Exercise objective:
Please reproduce the records word for word, beginning with the line that contains "Refer to the photograph and detect the red facade." and continuing through the end of the records. Leave the pictures out of your copy.

Provided records:
--- --- ---
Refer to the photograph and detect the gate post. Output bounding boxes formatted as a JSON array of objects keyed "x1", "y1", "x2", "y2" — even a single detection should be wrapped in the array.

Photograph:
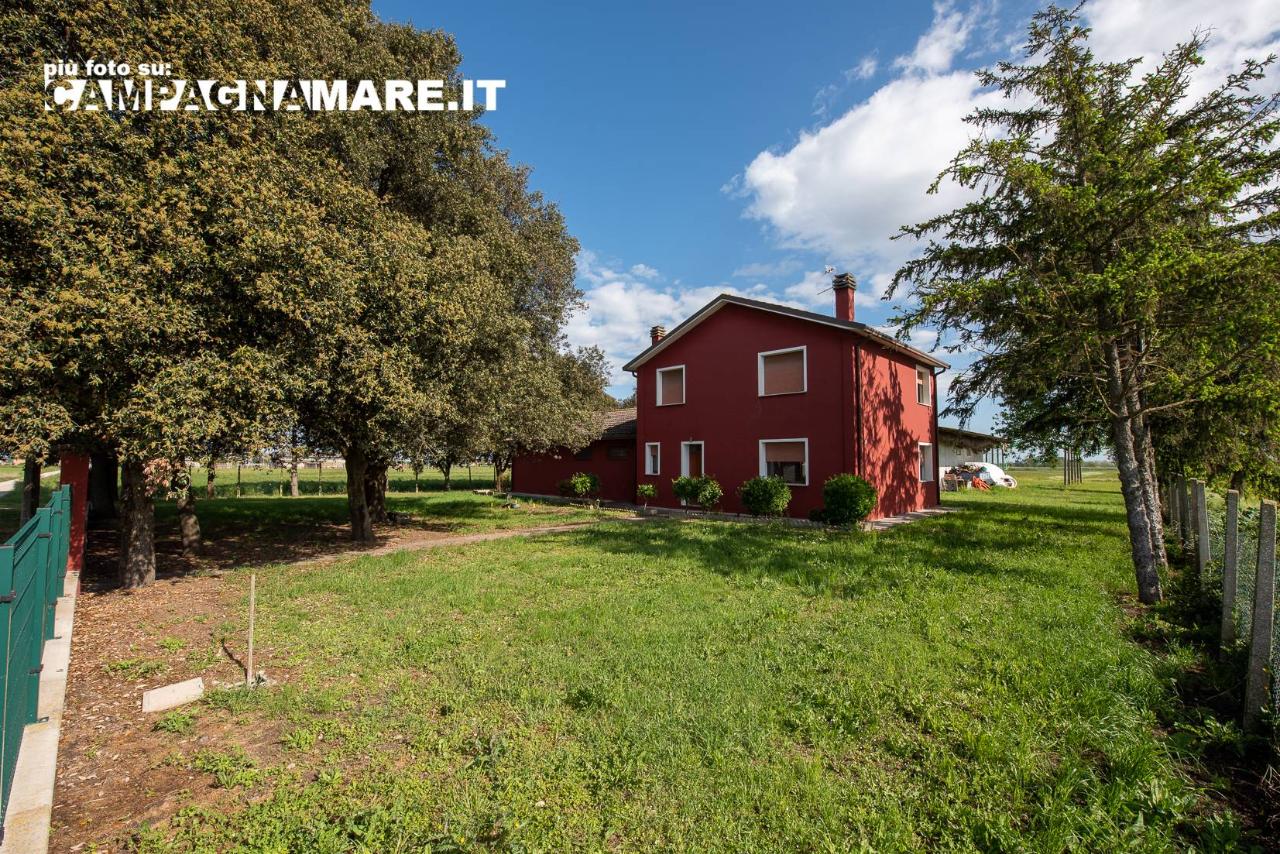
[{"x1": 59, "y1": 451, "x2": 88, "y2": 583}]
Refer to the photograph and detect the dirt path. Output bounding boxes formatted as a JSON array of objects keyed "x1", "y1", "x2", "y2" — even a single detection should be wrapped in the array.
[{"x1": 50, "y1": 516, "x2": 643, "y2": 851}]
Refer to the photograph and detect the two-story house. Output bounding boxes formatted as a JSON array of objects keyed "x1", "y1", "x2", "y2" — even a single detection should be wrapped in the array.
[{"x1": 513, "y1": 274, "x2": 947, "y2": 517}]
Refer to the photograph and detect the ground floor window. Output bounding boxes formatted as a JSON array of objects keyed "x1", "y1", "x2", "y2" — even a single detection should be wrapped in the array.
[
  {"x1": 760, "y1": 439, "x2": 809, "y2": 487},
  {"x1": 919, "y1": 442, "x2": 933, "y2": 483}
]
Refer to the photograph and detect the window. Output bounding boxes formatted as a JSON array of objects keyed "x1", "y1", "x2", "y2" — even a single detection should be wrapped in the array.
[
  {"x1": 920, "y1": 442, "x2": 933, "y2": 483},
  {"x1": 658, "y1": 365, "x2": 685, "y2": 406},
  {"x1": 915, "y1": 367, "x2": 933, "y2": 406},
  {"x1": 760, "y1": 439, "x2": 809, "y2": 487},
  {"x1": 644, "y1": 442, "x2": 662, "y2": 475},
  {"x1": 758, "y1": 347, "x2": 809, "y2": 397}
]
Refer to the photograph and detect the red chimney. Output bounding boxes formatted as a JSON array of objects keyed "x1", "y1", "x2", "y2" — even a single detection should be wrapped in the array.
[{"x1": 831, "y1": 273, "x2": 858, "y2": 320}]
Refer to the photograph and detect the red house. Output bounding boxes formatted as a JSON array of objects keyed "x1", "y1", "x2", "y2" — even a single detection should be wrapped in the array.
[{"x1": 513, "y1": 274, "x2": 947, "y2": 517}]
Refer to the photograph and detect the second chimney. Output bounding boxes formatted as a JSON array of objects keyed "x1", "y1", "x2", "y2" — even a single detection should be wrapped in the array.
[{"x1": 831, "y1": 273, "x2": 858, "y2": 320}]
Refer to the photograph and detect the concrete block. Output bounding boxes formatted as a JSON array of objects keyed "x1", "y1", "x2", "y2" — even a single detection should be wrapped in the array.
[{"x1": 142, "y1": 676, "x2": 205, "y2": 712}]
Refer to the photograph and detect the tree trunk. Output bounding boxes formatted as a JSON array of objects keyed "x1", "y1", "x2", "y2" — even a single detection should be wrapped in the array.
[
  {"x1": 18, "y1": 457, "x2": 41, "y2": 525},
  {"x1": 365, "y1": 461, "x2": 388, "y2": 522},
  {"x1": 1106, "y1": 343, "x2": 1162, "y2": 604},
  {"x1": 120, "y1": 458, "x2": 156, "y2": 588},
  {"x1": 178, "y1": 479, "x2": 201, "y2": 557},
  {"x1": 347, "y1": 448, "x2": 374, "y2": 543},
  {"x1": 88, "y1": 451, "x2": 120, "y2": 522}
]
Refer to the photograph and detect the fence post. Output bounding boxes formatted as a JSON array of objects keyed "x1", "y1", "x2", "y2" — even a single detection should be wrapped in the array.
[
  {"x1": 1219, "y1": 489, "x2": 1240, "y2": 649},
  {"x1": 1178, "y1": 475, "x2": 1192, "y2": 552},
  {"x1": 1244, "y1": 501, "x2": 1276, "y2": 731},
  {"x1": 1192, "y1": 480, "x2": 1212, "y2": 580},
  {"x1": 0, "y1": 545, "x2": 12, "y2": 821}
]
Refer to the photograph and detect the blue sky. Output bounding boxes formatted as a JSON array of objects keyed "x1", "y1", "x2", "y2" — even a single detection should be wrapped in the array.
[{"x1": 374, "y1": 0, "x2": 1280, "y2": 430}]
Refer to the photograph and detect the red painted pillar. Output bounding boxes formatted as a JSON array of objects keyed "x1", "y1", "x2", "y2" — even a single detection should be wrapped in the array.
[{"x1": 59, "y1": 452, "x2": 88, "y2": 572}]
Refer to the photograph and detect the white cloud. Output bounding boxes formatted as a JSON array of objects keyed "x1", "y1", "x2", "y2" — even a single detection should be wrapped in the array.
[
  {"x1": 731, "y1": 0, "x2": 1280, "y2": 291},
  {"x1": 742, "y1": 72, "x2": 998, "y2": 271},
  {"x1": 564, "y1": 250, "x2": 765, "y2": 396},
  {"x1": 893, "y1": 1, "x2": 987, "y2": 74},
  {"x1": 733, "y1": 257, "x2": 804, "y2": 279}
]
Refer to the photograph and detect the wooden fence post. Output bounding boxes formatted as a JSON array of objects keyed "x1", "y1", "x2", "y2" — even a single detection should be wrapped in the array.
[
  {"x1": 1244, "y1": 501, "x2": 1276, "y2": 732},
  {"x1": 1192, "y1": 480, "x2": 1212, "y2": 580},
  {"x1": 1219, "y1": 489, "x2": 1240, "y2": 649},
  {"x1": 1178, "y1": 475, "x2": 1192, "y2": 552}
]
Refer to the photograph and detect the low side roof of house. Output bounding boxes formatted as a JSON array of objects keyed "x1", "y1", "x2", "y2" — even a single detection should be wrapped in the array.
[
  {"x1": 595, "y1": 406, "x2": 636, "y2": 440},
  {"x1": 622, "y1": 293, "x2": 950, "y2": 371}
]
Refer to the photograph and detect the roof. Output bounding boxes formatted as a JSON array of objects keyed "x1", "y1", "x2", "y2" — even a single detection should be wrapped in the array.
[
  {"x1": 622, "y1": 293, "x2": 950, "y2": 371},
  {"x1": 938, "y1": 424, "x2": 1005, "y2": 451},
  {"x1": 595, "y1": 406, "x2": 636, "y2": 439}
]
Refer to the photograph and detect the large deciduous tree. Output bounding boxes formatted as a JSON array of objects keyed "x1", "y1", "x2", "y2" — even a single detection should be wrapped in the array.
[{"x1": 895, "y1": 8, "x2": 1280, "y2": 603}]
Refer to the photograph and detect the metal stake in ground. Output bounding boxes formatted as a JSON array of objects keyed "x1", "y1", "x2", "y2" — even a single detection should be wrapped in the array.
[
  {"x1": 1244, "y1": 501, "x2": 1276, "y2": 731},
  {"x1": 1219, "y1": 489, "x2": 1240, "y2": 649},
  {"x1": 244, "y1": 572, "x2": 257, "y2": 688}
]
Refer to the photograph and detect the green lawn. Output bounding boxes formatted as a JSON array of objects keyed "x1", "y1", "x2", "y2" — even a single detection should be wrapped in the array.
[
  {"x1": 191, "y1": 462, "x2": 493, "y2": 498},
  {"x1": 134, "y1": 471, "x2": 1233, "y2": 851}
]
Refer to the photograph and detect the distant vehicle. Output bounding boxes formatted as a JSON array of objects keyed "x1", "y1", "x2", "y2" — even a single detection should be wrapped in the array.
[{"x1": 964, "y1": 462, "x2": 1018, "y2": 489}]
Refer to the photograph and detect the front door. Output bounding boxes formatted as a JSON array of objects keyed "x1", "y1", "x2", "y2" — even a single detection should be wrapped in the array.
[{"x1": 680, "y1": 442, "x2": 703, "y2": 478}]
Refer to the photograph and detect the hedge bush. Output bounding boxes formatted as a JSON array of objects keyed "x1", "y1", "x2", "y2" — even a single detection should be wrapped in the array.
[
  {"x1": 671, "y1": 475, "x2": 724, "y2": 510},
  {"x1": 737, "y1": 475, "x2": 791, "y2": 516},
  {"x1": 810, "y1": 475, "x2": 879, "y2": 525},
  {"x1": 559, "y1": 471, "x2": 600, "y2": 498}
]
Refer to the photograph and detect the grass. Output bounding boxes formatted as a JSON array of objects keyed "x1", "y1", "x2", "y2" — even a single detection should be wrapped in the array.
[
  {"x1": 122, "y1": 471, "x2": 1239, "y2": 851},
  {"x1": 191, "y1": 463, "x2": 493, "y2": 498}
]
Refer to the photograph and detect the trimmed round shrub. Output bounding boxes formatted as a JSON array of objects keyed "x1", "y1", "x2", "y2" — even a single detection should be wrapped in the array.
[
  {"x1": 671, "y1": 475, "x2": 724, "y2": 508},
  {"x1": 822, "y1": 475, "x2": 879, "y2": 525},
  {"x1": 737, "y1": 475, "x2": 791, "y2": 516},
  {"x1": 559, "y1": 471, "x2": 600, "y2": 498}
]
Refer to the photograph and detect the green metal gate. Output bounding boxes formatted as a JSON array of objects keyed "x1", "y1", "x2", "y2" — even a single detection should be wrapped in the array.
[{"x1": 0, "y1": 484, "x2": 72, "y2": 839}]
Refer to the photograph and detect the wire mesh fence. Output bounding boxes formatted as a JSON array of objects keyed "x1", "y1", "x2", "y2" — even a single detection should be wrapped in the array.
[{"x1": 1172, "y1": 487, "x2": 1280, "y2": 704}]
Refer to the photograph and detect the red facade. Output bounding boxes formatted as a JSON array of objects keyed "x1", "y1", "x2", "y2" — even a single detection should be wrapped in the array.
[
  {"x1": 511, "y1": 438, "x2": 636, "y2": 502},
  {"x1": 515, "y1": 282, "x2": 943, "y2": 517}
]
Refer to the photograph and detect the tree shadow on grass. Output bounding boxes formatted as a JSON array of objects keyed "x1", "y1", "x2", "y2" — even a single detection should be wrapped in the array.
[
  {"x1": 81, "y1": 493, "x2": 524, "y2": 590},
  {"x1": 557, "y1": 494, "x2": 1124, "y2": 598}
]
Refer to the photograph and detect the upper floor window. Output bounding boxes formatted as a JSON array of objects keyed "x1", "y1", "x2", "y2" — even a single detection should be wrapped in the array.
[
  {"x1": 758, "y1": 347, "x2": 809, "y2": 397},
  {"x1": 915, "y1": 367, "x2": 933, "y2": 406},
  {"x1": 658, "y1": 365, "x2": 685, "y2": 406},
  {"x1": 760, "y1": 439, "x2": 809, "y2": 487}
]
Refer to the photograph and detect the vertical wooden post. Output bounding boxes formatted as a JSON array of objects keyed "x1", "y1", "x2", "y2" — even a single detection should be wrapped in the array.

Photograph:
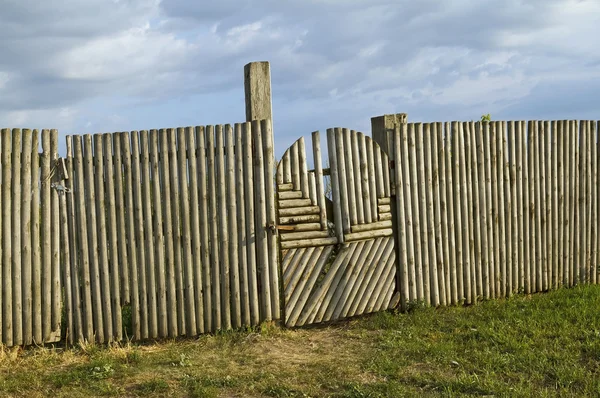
--- --- ---
Answer in full:
Refer to the photograph and detect the red facade. Output bounding boxes formatted as a JSON array of objects keyed "x1", "y1", "x2", "y2" — even a single detection should be wrapped in the array.
[
  {"x1": 511, "y1": 438, "x2": 636, "y2": 502},
  {"x1": 515, "y1": 282, "x2": 943, "y2": 517}
]
Refer to the photograph and detect the tree shadow on grass. Output bounding boxes formatted as a JSON array of objects keyed "x1", "y1", "x2", "y2" — even a single detection should be wrapped in the array.
[
  {"x1": 81, "y1": 493, "x2": 524, "y2": 590},
  {"x1": 557, "y1": 494, "x2": 1124, "y2": 598}
]
Refer to the photograph and detect the upper floor window. Output bounding boxes formatted as a JSON array of objects keyed "x1", "y1", "x2", "y2" — even a single detection should be wrapped in the array.
[
  {"x1": 758, "y1": 347, "x2": 809, "y2": 397},
  {"x1": 915, "y1": 367, "x2": 933, "y2": 406},
  {"x1": 658, "y1": 365, "x2": 685, "y2": 406},
  {"x1": 760, "y1": 439, "x2": 809, "y2": 487}
]
Refer to the photograph and detect the vertical wooden post. Output bounding boxes formatted as a JSON array of objects keyed "x1", "y1", "x2", "y2" — even a single detection should be wrapped in the array.

Photograph:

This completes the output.